**Given task**.
Can you put the lines below into a Markdown table with the columns Row and Line, beginning with the line containing "of the blue" and going on through the line containing "[(149, 225), (133, 223), (201, 217), (180, 217)]"? Include only those lines, number each row, and skip any blank lines.

**Given entries**.
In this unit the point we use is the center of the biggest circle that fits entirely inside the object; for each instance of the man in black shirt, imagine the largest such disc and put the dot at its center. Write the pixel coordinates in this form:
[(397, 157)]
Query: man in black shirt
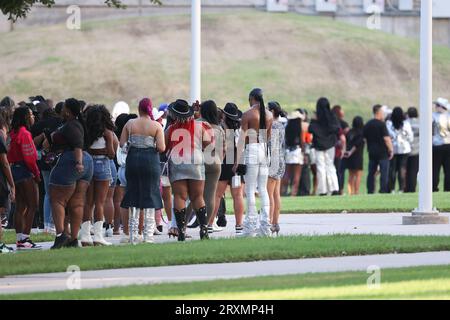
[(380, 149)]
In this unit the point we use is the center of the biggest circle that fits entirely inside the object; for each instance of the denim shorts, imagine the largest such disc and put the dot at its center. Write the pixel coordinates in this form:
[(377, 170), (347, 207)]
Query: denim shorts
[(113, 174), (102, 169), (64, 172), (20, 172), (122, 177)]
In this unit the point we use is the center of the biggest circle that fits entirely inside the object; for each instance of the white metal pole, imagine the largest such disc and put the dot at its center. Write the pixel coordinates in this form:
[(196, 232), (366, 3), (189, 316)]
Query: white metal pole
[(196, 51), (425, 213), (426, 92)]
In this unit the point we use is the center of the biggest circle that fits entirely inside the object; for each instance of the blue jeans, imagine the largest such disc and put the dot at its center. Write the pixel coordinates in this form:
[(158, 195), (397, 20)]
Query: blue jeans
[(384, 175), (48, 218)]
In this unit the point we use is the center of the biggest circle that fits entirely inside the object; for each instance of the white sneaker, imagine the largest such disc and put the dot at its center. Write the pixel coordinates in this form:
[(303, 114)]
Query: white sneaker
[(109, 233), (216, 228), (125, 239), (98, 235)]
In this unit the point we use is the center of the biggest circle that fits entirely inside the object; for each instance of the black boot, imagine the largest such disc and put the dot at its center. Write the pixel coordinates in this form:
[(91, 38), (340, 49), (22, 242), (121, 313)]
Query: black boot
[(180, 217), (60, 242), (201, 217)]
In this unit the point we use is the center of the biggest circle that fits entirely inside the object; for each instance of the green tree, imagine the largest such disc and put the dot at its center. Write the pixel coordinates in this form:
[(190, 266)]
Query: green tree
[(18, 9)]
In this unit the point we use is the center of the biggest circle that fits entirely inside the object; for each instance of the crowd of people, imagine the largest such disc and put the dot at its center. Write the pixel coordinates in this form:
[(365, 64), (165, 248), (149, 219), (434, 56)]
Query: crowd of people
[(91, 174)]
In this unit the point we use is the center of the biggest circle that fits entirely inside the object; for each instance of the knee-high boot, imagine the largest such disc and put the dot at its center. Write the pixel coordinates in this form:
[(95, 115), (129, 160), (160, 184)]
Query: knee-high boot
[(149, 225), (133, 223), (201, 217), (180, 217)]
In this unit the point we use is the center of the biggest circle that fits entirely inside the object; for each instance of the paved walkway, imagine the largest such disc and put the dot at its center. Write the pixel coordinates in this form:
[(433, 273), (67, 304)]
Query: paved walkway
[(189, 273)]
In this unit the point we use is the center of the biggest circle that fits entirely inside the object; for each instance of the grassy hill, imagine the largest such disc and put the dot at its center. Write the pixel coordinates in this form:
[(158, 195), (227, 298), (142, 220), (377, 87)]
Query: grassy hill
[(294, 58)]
* * *
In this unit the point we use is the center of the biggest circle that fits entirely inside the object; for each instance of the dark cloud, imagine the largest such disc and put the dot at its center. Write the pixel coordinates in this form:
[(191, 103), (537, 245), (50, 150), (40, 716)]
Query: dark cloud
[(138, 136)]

**Task result**.
| Row | Line |
|---|---|
| 1 | In this unit the point we use is the center of the biggest circle that fits entirely inside the object; for each instance of the blue jeans, imagine the largest such disc and put the dot at its center. Write the pixel coordinates in this form: |
| 2 | [(158, 195), (397, 20)] |
| 3 | Query: blue jeans |
| 4 | [(384, 175), (48, 218)] |
| 5 | In this unit the point we use is the center of the biggest circle that fits entirely inside the object; for each instance of the white sneaker, imagine the largest such disc and put the dot at its center. Write the pixel coordinates in this form: |
| 6 | [(303, 114)] |
| 7 | Query: white sneaker |
| 8 | [(109, 233), (216, 228), (125, 239), (98, 235)] |
| 9 | In this unit the point we use is the center of the biggest circle that fits entirely inside the object; for each instance of the black boot, imagine the largest such disc and put the dot at its center. Write the pixel coordinates in this form: |
| 10 | [(91, 38), (340, 49), (22, 242), (121, 313)] |
| 11 | Query: black boot |
| 12 | [(180, 217), (60, 242), (201, 217)] |
| 13 | In this unit the point we use is the center of the biggest circle that fits entirely inside the object; for each instance of the green tree, imagine the largest such disc and put the dot at its center. Write the pixel coordinates in this form: |
| 14 | [(190, 266)] |
| 15 | Query: green tree |
| 16 | [(18, 9)] |
| 17 | In this unit the point we use is the center of the biggest circle that fits entirely inside the object; for each instance of the crowd of people, imagine the largest such disc and put the dot at its center. Write the pixel coordinates in this form: |
| 18 | [(365, 64), (165, 248), (149, 219), (434, 56)] |
| 19 | Query: crowd of people |
| 20 | [(91, 174)] |
| 21 | In this unit the point we use is the center of the biggest circle that fits entirely inside the object; for each instance of the knee-high boot, imagine the largest such disc and put the dot at its center. Write the pixel coordinates in this form: |
| 22 | [(95, 115), (129, 160), (160, 184)] |
| 23 | Query: knee-high boot |
| 24 | [(149, 225), (133, 223), (201, 217), (180, 217)] |